Mon avis : J'ai eu beaucoup de mal avec ce roman. Il me fait penser à un film avec Sophie Marceau, un film qu'on regarde parce qu'on est obligé, à l'hôtel ou l'hôpital. Qui nous fait lever les yeux au ciel à cause des clichés (et ici, ils ne nous sont pas épargnés, avec en moyenne trois expressions toute faite par page). C'est un livre bénin, il ne fait pas de mal, je suppose qu'il doit faire du bien à quelques personnes, mais il n'apporte pas grand-chose. Alors, certes, la littérature feel-good, ce n'est pas trop mon truc, vous le savez. Je pense que pour éviter les critiques sévères et les heures perdues, je devrais m'abstenir. Mais en attendant, le mal est fait, donc on va essayer de secouer le tapis et voir ce qu'on trouve.
Blythe Connor n'a qu'une seule idée en tête : ne pas reproduire ce qu'elle a vécu. Lorsque sa fille, Violet, naît, elle sait qu'elle lui donnera tout l'amour qu'elle mérite. Tout l'amour dont sa propre mère l'a privée. Mais les nouveau-nés ne se révèlent pas forcément être le fantasme qu'on s'est imaginé. Violet est un bébé agité, qui ne sourit jamais. Très vite, Blythe se demande ce qui ne va pas. Ce qu'elle fait mal. Si le problème, c'est sa fille. Ou elle.

= Entrées d'étiquetage de position d'objets =

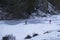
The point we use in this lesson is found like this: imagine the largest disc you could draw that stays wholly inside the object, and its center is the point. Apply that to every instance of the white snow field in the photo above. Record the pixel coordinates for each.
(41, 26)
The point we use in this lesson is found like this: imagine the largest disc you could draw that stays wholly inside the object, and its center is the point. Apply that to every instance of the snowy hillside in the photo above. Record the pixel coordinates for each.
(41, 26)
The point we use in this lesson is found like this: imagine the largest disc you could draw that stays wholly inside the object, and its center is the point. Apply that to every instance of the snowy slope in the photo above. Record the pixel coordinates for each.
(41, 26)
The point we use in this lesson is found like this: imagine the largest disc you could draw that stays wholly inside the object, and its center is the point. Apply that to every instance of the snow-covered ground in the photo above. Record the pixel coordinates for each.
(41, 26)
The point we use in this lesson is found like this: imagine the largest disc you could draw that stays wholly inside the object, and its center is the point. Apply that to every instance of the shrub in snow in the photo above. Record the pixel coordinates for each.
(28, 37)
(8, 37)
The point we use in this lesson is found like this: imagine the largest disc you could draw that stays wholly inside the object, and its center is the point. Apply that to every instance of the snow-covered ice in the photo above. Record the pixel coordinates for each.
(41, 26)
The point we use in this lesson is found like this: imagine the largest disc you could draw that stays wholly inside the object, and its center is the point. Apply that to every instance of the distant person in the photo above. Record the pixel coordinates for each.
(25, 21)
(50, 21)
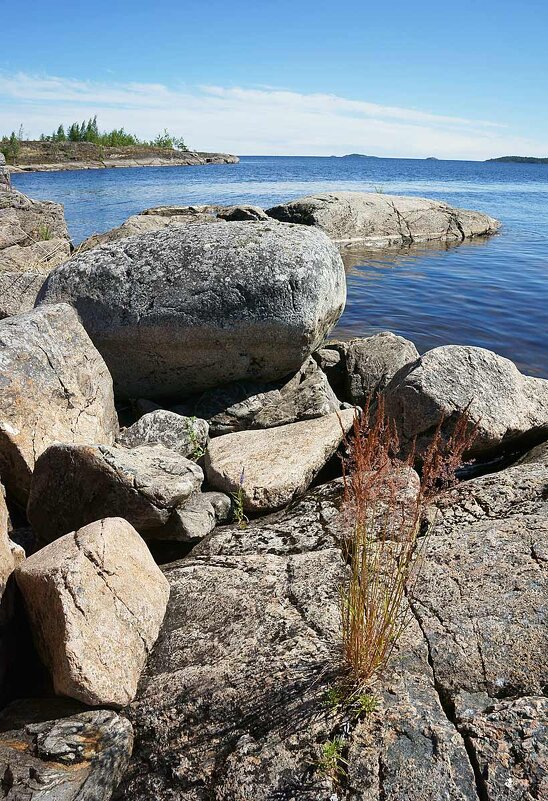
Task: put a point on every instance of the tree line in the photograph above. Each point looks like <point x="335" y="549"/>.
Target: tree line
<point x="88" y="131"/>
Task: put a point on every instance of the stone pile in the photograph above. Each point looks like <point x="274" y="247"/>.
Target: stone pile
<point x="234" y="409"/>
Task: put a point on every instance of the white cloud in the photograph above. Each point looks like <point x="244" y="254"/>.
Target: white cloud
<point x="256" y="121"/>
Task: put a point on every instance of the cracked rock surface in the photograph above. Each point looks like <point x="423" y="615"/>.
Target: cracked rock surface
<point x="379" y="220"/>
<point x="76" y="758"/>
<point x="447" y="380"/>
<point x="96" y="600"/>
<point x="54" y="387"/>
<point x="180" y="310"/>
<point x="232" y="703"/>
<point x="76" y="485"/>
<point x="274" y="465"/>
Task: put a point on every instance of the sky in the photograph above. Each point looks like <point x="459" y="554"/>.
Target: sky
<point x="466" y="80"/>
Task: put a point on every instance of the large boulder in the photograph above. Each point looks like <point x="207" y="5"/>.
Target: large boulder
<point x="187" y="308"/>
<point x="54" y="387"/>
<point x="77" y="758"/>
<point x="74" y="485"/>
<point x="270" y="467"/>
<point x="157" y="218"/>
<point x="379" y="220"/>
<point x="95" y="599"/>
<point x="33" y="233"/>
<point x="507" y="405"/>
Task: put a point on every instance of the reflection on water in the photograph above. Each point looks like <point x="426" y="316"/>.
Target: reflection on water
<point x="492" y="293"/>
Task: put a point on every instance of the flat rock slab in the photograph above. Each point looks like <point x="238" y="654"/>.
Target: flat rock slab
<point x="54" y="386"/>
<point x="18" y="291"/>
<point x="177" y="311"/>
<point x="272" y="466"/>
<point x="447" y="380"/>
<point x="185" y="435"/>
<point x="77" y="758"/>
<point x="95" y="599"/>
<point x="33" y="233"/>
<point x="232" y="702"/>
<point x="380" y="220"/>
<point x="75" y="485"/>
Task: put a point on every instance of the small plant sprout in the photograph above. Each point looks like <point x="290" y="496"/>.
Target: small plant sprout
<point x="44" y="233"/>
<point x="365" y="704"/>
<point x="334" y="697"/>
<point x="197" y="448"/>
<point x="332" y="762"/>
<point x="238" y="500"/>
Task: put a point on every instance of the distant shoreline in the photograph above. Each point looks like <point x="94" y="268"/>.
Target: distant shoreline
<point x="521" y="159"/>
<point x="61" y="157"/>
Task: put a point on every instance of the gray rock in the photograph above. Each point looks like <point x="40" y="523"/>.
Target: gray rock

= Consigne 1 =
Réponds aux questions suivantes d'après l'extrait de la critique :
(a) Combien d'expressions toutes faites compte-t-on en moyenne par page ?
(b) Comment s'appelle la fille de Blythe Connor ?
(c) Quel genre de littérature n'est « pas trop mon truc » ?
= Consigne 2 =
Reprends les enregistrements de la ligne contenant "Task: put a point on every instance of the small" jusqu'à la fin des enregistrements, en ajoutant 116 à chaque coordonnée des réponses.

= Réponse complète 1 =
(a) Trois.
(b) Violet.
(c) La littérature feel-good.

= Réponse complète 2 =
Task: put a point on every instance of the small plant sprout in the photograph above. Each point looks like <point x="290" y="496"/>.
Target: small plant sprout
<point x="160" y="349"/>
<point x="481" y="820"/>
<point x="450" y="813"/>
<point x="313" y="564"/>
<point x="448" y="878"/>
<point x="354" y="616"/>
Task: put a point on every instance of the distant shoreline in the photograph above. Each point looks like <point x="94" y="268"/>.
Target: distant shoreline
<point x="637" y="275"/>
<point x="177" y="273"/>
Task: put a point on every instance of the gray rock in the photograph above. Each point looks like <point x="40" y="523"/>.
Target: gray rock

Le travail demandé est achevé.